:: Things to do ::
a – Answer these questions using the text about Yossef Av-Gay:
(i) At which university did Av-Gay earn his BSc, MSc, and PhD?
(ii) At which university's medical school does he hold an adjunct professorship?
(iii) Which chronic lung disease is named as the primary focus of his research?
b – From the text about Yossef Av-Gay, extract the passage from "Av-Gay's research is" up to and including "tuberculosis, and COVID-19.".

:: Passage to read ::
################

Canadian microbiologist and researcher (born 1961)

Yossef Av-Gay (יוסף אב-גיא; born 1961) is a Canadian microbiologist of Israeli origin. He is a professor of Infectious Diseases in the Faculty of Medicine at the University of British Columbia, Canada. He is also a full member of the department of microbiology and immunology and holds an adjunct professorship at the medical school of Ben-Gurion University of the Negev, Israel.

==Education==
Av-Gay received his BSc in Biology, MSc in Microbiology, and PhD in Microbial Genetics – all from Tel Aviv University, Israel. He had an advanced training at John Innes Institute, Albert Einstein College of Medicine, New York and the University of British Columbia, Vancouver, Canada.

==Research work==
Prof. Av-Gay has been recognized for his research interests, which lies on diseases including chronic lung diseases, primarily tuberculosis (TB), and nontuberculous mycobacteria (NTM) diseases. He explores molecular events that govern host-pathogen interactions and the ability of mycobacteria to block the innate immune response to infection.

Av-Gay's research is geared towards the discovery, identification and characterization of novel drugs and drug targets in Mycobacterium tuberculosis, and COVID-19.

################

:: Information supplied ::
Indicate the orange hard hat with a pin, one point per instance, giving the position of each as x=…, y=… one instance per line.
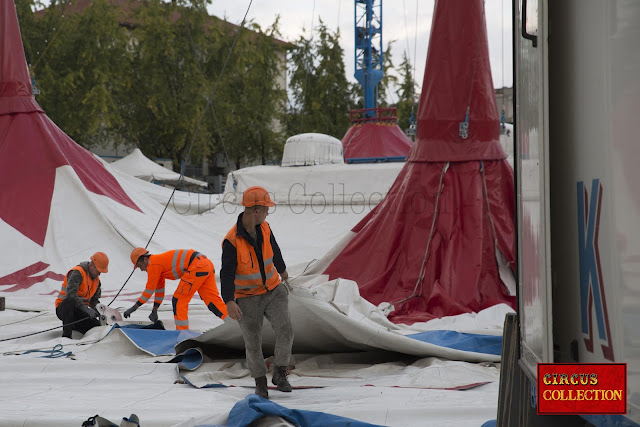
x=256, y=195
x=100, y=261
x=136, y=254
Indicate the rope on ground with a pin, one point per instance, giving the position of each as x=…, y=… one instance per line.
x=23, y=320
x=54, y=353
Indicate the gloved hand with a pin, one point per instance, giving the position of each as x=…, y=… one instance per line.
x=92, y=312
x=127, y=313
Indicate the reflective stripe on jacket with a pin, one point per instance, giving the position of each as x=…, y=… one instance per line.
x=170, y=265
x=86, y=289
x=248, y=280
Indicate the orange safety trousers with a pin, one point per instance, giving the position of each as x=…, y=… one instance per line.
x=199, y=278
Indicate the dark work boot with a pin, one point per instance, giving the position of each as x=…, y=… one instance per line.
x=280, y=378
x=261, y=387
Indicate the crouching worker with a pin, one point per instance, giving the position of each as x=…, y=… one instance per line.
x=196, y=273
x=251, y=287
x=80, y=293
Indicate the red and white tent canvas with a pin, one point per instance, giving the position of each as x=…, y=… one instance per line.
x=372, y=141
x=59, y=203
x=438, y=243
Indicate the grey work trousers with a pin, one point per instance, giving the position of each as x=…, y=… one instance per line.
x=274, y=305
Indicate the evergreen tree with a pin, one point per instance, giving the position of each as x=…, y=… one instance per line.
x=407, y=97
x=321, y=93
x=388, y=79
x=81, y=65
x=251, y=117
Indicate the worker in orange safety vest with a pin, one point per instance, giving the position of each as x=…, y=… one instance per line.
x=79, y=295
x=196, y=274
x=251, y=277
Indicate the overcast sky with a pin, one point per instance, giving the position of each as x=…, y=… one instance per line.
x=399, y=23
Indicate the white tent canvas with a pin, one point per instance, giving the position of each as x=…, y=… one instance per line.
x=72, y=206
x=138, y=165
x=312, y=149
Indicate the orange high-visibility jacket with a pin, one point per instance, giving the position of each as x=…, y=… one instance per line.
x=248, y=279
x=87, y=288
x=170, y=265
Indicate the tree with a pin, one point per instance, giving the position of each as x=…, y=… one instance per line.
x=388, y=78
x=255, y=99
x=407, y=97
x=81, y=64
x=322, y=96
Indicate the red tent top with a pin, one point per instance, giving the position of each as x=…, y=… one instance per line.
x=375, y=141
x=32, y=147
x=429, y=248
x=457, y=76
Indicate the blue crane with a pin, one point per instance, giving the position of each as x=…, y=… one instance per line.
x=369, y=56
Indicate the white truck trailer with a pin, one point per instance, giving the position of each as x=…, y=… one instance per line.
x=577, y=168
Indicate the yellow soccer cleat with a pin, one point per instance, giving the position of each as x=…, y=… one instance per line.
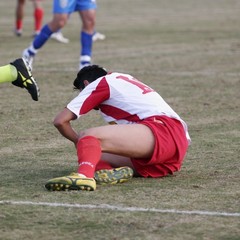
x=25, y=78
x=71, y=182
x=113, y=176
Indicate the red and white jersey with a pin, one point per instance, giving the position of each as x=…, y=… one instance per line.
x=122, y=99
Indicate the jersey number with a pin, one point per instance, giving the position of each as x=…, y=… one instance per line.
x=137, y=83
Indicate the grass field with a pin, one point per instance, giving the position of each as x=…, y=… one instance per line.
x=189, y=51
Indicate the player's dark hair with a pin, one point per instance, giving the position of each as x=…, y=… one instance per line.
x=89, y=73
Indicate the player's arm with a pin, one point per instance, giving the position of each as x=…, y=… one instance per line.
x=62, y=123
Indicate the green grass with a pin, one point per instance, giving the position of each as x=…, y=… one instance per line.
x=189, y=52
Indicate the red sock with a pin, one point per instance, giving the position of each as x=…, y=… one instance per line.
x=103, y=165
x=19, y=24
x=89, y=153
x=38, y=16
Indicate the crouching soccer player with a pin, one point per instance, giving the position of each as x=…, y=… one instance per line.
x=145, y=137
x=19, y=74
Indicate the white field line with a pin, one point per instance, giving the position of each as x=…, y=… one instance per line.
x=121, y=208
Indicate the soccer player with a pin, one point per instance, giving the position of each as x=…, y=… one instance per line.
x=62, y=10
x=145, y=136
x=37, y=14
x=19, y=74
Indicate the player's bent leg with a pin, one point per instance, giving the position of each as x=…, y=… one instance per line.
x=113, y=176
x=129, y=140
x=71, y=182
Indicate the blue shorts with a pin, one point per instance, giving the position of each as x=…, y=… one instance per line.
x=69, y=6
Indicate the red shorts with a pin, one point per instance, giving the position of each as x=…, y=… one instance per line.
x=170, y=148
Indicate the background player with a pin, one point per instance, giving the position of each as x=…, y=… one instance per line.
x=87, y=12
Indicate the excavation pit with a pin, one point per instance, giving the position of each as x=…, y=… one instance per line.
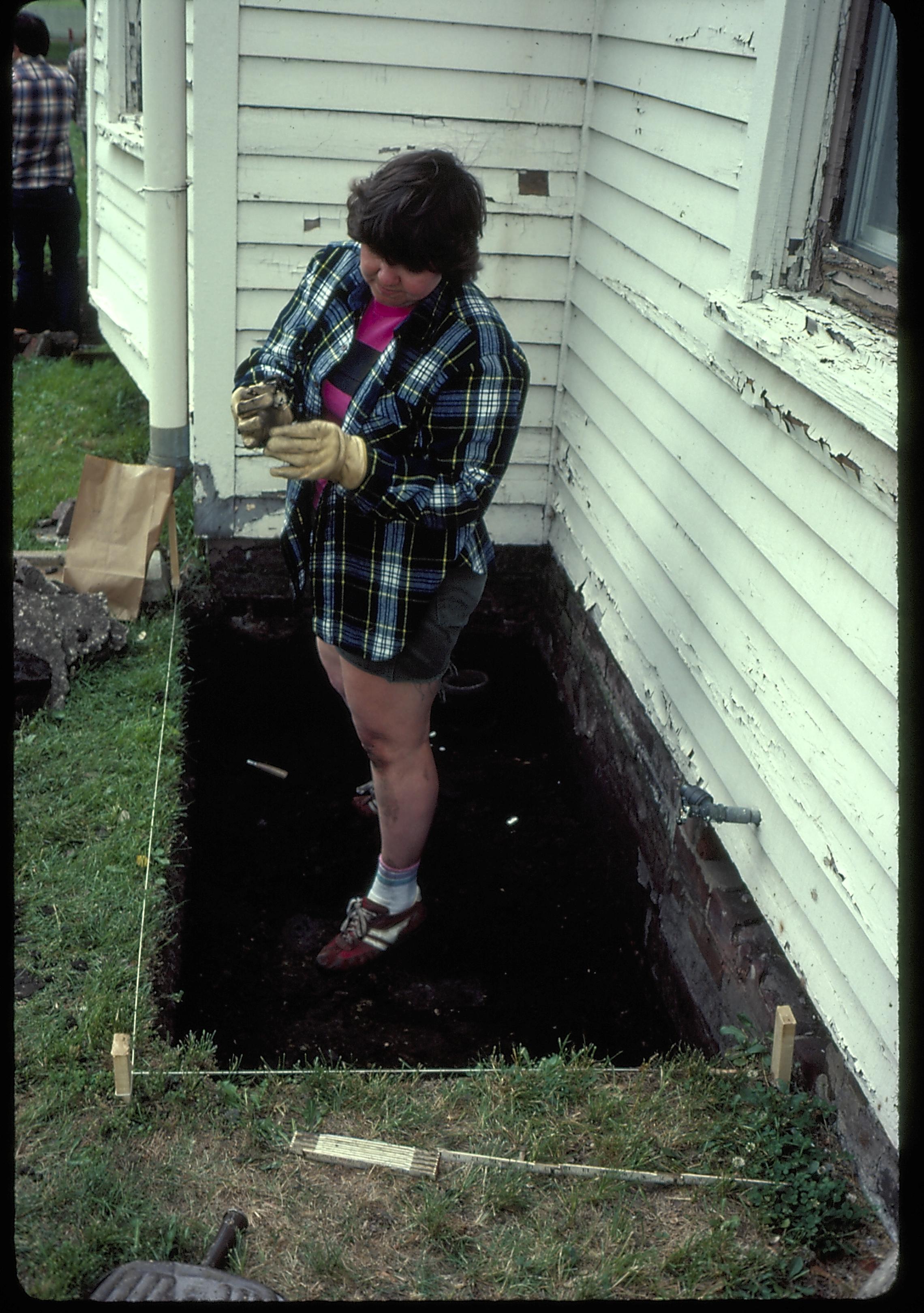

################

:: List of answers ::
a –
(i) Tel Aviv University, Israel
(ii) Ben-Gurion University of the Negev, Israel
(iii) Tuberculosis (TB)

b –
Av-Gay's research is geared towards the discovery, identification and characterization of novel drugs and drug targets in Mycobacterium tuberculosis, and COVID-19.